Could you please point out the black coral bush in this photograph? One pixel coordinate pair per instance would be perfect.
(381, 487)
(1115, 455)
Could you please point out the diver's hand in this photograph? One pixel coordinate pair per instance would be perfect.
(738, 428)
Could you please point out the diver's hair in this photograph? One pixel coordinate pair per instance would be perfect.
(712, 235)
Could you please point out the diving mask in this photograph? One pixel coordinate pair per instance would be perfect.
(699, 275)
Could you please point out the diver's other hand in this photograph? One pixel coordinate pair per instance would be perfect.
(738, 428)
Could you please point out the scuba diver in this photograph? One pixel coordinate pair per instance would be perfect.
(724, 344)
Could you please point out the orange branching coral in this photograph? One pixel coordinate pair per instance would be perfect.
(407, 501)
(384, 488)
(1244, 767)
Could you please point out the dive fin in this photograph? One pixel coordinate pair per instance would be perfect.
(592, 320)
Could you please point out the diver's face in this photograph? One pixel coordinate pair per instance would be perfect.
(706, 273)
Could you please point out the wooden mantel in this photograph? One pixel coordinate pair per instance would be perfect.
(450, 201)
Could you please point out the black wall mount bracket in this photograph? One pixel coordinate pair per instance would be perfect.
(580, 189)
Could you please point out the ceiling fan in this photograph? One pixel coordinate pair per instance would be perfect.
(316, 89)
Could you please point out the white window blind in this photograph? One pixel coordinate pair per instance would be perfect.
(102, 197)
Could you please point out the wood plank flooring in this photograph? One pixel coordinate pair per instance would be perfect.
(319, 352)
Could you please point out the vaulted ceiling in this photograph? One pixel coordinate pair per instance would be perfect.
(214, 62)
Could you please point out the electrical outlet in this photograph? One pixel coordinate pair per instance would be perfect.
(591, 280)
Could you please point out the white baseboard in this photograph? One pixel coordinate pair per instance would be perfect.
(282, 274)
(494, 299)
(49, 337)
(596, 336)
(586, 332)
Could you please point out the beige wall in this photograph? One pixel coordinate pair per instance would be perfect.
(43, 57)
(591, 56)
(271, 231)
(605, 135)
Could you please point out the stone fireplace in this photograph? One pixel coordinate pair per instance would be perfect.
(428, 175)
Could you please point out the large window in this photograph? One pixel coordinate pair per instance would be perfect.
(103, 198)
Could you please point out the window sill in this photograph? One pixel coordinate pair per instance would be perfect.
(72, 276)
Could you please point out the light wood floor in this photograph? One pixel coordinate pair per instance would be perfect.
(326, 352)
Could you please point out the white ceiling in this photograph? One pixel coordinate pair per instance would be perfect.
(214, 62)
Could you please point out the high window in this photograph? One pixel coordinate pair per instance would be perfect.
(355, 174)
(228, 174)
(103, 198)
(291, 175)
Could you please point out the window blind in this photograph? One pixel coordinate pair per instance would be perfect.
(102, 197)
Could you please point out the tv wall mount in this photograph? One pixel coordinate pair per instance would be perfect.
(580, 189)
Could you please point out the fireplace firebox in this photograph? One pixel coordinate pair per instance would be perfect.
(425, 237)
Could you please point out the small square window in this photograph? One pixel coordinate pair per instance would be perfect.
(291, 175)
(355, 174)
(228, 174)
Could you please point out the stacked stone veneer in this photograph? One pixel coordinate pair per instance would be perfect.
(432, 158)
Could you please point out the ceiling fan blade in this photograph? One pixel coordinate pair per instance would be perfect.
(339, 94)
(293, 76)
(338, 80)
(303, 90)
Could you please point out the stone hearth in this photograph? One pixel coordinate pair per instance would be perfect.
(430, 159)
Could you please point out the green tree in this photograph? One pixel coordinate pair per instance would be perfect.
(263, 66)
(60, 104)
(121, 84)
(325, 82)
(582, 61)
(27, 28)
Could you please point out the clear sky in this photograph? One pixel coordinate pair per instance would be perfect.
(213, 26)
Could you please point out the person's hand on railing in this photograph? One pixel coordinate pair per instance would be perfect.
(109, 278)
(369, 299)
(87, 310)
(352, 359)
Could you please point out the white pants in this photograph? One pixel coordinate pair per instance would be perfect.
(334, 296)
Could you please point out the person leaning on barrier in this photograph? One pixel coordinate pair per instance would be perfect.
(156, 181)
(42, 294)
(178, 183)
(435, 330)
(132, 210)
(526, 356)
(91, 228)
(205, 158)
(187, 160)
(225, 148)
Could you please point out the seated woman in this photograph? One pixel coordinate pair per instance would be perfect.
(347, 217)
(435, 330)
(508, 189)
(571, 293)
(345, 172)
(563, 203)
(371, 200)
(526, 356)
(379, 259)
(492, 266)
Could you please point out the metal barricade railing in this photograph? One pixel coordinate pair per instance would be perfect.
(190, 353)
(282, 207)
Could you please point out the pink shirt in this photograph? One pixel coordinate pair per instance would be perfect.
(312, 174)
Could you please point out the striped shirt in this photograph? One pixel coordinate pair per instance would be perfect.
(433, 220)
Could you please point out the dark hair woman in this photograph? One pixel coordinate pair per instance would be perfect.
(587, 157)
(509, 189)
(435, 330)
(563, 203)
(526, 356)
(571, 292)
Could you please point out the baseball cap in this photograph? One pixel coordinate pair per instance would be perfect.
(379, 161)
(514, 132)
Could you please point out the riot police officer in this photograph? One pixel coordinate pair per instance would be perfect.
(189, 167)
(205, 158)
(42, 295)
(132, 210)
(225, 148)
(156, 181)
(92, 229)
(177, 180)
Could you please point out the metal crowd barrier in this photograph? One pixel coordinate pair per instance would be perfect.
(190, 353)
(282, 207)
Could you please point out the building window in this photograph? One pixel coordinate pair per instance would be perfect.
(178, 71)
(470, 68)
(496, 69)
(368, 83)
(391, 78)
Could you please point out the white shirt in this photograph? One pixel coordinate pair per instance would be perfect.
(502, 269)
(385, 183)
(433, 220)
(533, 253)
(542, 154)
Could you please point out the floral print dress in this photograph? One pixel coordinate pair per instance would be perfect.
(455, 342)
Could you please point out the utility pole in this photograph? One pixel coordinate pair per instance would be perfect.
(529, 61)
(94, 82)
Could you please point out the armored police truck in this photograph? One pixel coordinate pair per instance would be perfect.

---*---

* WHAT THIS TASK INVOLVES: Pull out every line from the one with "Could you please point out the metal barricade" to the end of the listing, and output only those.

* WRITTEN SOLUTION:
Could you please point out the metal barricade railing in this photograph? One pixel coordinate pair per instance would be perfect.
(190, 353)
(282, 207)
Could you please point out the pink shirt in this photograph? One pixel coordinate pair per instance would be perfect.
(312, 174)
Could you please point out the striped shirt in this photograph? One pixel coordinate pair per instance would be perfect.
(433, 220)
Could you please point out the dark hair woman in this photograph? One pixel coordinate pair per instance would be perfect.
(587, 157)
(509, 189)
(435, 330)
(563, 203)
(526, 356)
(571, 292)
Could you please point out the baseball cap in this photograph? One pixel coordinate pair per instance would be perfect.
(379, 161)
(514, 132)
Could you please point out the riot police officer in this photograph? One pixel coordinate pair per instance would be perfect.
(189, 167)
(205, 158)
(42, 295)
(132, 210)
(225, 148)
(156, 181)
(92, 229)
(177, 180)
Could you please point out the metal crowd barrier in this photograph? One pixel coordinate pair per instance would be perfect.
(190, 353)
(282, 207)
Could you please point out the building window in this photograph? One pixel coordinate pair per instance would be perfect.
(178, 71)
(470, 68)
(496, 69)
(368, 83)
(391, 78)
Could you please point out the white shirt in this photograph? One pixel coordinate pair per instance would be perfect.
(502, 269)
(385, 183)
(433, 220)
(533, 253)
(542, 154)
Could you please point out the floral print dress in this photograph? One pixel coordinate pair per instance would be perfect.
(455, 342)
Could you please point out the utility pole in this photograph? One pixel coordinate pair per instance would be perfect.
(529, 61)
(94, 82)
Could you please point out the armored police truck in this photograph? One pixel coordinate pair per instance would be perfect.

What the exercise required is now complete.